╭──
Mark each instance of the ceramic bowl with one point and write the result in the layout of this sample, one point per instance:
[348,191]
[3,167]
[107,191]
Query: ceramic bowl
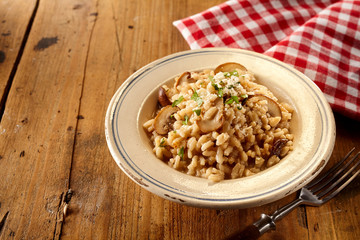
[135,101]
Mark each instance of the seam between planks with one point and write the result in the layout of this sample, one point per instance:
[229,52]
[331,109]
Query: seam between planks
[17,60]
[58,220]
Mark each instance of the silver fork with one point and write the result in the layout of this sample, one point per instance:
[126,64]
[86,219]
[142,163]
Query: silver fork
[316,193]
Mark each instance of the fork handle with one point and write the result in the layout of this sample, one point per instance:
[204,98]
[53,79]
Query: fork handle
[266,222]
[254,231]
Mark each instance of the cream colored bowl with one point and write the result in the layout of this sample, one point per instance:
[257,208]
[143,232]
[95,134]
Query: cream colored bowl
[135,101]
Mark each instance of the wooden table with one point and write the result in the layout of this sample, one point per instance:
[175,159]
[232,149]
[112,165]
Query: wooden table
╰──
Wherever a picture appears in the material above, skip it and copy the rest without change.

Mark each instance of the ceramic bowl with one point and write the result in the layout of this sample, one point per instance:
[348,191]
[3,167]
[107,191]
Query: ceramic bowl
[135,101]
Mark each instance of the seam between planks with one point and write the result in the layout of this sample, one point per instance:
[229,52]
[331,109]
Query: seam between planks
[17,60]
[58,220]
Mark each instance of the silver fork with one point and write the result in the layout of this sample, one point per instance:
[126,64]
[86,219]
[142,163]
Query: silver fork
[316,193]
Mark each instance of the fork handle with one point and write the result in the layout of this sample, one point per instance:
[204,98]
[53,79]
Query: fork handle
[266,222]
[254,231]
Mark each instance of the cream colored bowl with one point and write the result in the layout of this sample, one point per instance:
[257,208]
[143,232]
[95,134]
Query: cream colored bowl
[135,101]
Mark each instance of the wooden table with one point and write the result in the layout of this sample, one point per instance:
[175,159]
[232,149]
[112,165]
Query: wooden table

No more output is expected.